----- Provided text -----
Well... to some better news, or cheerful things, if not exactly news:

Scotland has achieved its emissions reduction target six years early! :) Go, Scotland!

The 50,000 hectares of Yarralin Cattle Station (which had been held under leasehold from the Crown, most recently by the Hooker Corporation) has been formally handed back to its traditional Aboriginal owners.

Is a comedy sketch art? If it is, then here's art protecting nature, in an ad made by two well-known comedians for an NGO in Vietnam, to campaign for tiger protection (youtube, one minute)

Where nature starts to look like art:
I really liked these eggs, all from the same species of bird - the tawny-flanked prinia, in Africa. So beautiful, like marbled silk!

The photo is by evolutionary ecologist Martin Stevens, and I found it and the info in this Guardian article.
----- Provided information -----
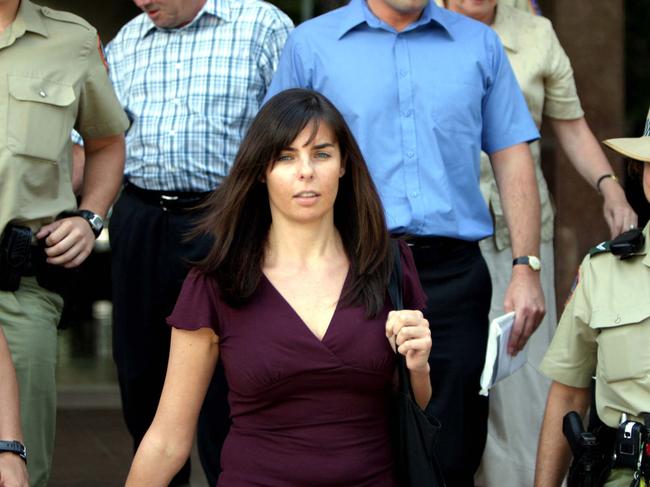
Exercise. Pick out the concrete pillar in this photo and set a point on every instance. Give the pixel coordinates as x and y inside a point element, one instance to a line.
<point>592,34</point>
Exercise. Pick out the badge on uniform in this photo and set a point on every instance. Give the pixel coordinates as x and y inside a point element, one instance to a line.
<point>574,285</point>
<point>102,53</point>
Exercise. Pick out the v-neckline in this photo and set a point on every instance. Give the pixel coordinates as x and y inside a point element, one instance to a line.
<point>297,315</point>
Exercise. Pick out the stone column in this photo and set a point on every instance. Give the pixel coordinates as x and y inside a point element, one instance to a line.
<point>592,34</point>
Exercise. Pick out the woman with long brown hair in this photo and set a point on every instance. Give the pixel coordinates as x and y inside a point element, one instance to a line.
<point>292,298</point>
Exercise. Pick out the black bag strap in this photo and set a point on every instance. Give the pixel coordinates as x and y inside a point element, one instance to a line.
<point>396,294</point>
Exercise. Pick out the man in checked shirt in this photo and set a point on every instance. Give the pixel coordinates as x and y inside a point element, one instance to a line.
<point>191,74</point>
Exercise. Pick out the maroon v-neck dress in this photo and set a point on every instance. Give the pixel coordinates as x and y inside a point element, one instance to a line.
<point>305,412</point>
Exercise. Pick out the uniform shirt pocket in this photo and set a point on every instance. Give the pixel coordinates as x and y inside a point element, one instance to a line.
<point>40,117</point>
<point>622,343</point>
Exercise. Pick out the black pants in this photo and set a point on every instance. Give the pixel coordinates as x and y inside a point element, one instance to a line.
<point>149,263</point>
<point>457,282</point>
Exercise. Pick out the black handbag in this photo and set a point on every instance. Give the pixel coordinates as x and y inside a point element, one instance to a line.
<point>414,430</point>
-----
## Stated goal 1
From the good-news text, repeat word for word the part that opens with the words containing "The 50,000 hectares" and closes with "(youtube, one minute)".
## Stated goal 2
Revise the rows from the line containing "Exercise. Pick out the badge" through the end of the rows, swapping "handbag" for "purse" and leaving everything else unchanged. Return only those lines.

## Written response 1
The 50,000 hectares of Yarralin Cattle Station (which had been held under leasehold from the Crown, most recently by the Hooker Corporation) has been formally handed back to its traditional Aboriginal owners.

Is a comedy sketch art? If it is, then here's art protecting nature, in an ad made by two well-known comedians for an NGO in Vietnam, to campaign for tiger protection (youtube, one minute)

## Written response 2
Exercise. Pick out the badge on uniform in this photo and set a point on every instance. Give the pixel coordinates as x and y inside a point element, one instance to a line.
<point>574,285</point>
<point>102,53</point>
Exercise. Pick out the v-neckline in this photo and set a point on every instance. Give the pixel coordinates as x and y inside a point element, one instance to a line.
<point>297,315</point>
Exercise. Pick out the stone column in this photo and set a point on every instance. Give the pixel coordinates as x and y inside a point element, one instance to a line.
<point>592,34</point>
Exercise. Pick out the woman with long brown hair in this photo and set a point on every instance. Give the pixel coordinates as x and y inside a point element, one instance to a line.
<point>292,298</point>
Exercise. Pick out the black bag strap in this photo and set a point on every instance. Give the pixel coordinates as x and y inside a point element, one instance to a line.
<point>396,294</point>
Exercise. Pick out the man in checked shirt in this photo and set a point on every instance. Give the pixel coordinates as x and y inside a point element, one instance to a line.
<point>191,74</point>
Exercise. Pick out the maroon v-neck dress in this photo and set a point on every instance. Give the pixel coordinates as x and y inside a point element, one instance to a line.
<point>305,412</point>
Exercise. Pick out the uniform shirt pocket in this photo and set a point on every instance. Give the pixel coordinates as x and y inside a point element, one instance to a line.
<point>40,117</point>
<point>622,343</point>
Exercise. Pick out the black pants in this photo and set a point on every instance. Give the pixel coordinates as x and y inside a point element, one instance to a line.
<point>149,263</point>
<point>457,282</point>
Exercise. Pick out the black purse in this photo and set a point on every instance. Give the pixel coordinates as x and y inside a point element, one instance to a line.
<point>414,430</point>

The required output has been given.